*** Opening PROVIDED DATA ***

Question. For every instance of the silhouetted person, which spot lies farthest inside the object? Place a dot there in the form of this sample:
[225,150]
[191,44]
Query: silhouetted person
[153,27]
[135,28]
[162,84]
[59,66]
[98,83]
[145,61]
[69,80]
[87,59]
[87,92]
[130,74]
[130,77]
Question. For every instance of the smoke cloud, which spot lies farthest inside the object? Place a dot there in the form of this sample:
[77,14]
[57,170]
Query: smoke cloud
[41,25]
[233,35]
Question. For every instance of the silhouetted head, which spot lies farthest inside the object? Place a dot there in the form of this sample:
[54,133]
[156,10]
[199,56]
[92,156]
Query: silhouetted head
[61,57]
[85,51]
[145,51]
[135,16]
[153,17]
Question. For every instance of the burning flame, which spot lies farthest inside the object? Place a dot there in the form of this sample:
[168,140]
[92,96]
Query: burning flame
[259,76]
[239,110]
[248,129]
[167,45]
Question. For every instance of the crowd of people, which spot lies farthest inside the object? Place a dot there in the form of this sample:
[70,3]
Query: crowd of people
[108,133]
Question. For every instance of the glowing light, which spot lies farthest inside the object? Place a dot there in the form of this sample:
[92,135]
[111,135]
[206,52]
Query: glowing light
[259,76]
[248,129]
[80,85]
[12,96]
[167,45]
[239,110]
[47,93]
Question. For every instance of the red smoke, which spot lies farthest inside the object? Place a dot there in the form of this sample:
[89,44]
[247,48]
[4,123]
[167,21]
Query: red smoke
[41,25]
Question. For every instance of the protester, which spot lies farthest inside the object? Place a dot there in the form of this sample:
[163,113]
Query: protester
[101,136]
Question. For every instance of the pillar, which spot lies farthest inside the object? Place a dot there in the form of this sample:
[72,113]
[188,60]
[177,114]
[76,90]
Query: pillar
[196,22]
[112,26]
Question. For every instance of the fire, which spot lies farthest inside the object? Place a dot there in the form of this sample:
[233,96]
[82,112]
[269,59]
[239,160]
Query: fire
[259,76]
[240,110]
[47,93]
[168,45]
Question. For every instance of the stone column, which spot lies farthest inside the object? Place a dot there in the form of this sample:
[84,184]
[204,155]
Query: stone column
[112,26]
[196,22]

*** Closing PROVIDED DATA ***

*TASK DIRECTIONS*: Repeat the data verbatim.

*WRITTEN SOLUTION*:
Question. For every instance of the silhouetted person, which spot lies farthest inside the object? Place a dot there in the form of this sample:
[225,150]
[191,44]
Query: silhouetted person
[153,27]
[135,28]
[162,84]
[59,66]
[98,83]
[145,61]
[69,80]
[87,59]
[87,92]
[130,74]
[130,77]
Question. For every instance of the smoke cloud, which spot lies farthest inside the object? Place a dot there in the form of this sample:
[77,14]
[57,170]
Query: smoke cloud
[41,25]
[233,35]
Question. For every instance of the silhouetted head, which spot lies farthest inside the object? Place a dot there in the form of this sample:
[54,133]
[156,10]
[199,56]
[92,156]
Query: silhouetted head
[61,57]
[85,51]
[145,51]
[135,16]
[153,17]
Question. For every instance of the burning flame, which spot lies farthest inside the object? Place a dot there in the form of this sample:
[168,140]
[92,96]
Query: burning flame
[259,76]
[239,110]
[248,129]
[167,45]
Question. For every instance of the crowd of people, which spot lies farthest inside the object? Place a dot there in the form of this sample:
[70,3]
Query: crowd of people
[108,133]
Question. For every instance of the glowing light, which spot lies farthest inside the object? Place a dot there in the form of this sample:
[92,135]
[111,135]
[206,52]
Query: glowing light
[259,76]
[248,129]
[80,85]
[12,96]
[167,45]
[239,110]
[47,93]
Question. For every instance of the red smoke, which spot lies farthest inside the object? Place a dot there in the form of this sample:
[89,44]
[247,48]
[4,123]
[167,21]
Query: red smoke
[41,25]
Question. For every instance of the protester, which spot lies farthest inside the object? Place a dot there in the form of this sample:
[163,113]
Query: protester
[101,136]
Question. For every instance of the pillar, which spot lies farthest inside the object? Place a dot there in the form of this sample:
[72,113]
[188,60]
[177,114]
[76,90]
Query: pillar
[196,22]
[112,26]
Question. For every instance of the fire, which spot lies farthest inside the object? Place a dot there in the form of this sample:
[233,96]
[82,112]
[269,59]
[239,160]
Query: fire
[259,76]
[240,110]
[47,93]
[168,45]
Question. For every instance of the stone column, which spot lies farthest inside the object? Place a dot there in the form of this sample:
[84,184]
[204,155]
Query: stone column
[112,26]
[196,22]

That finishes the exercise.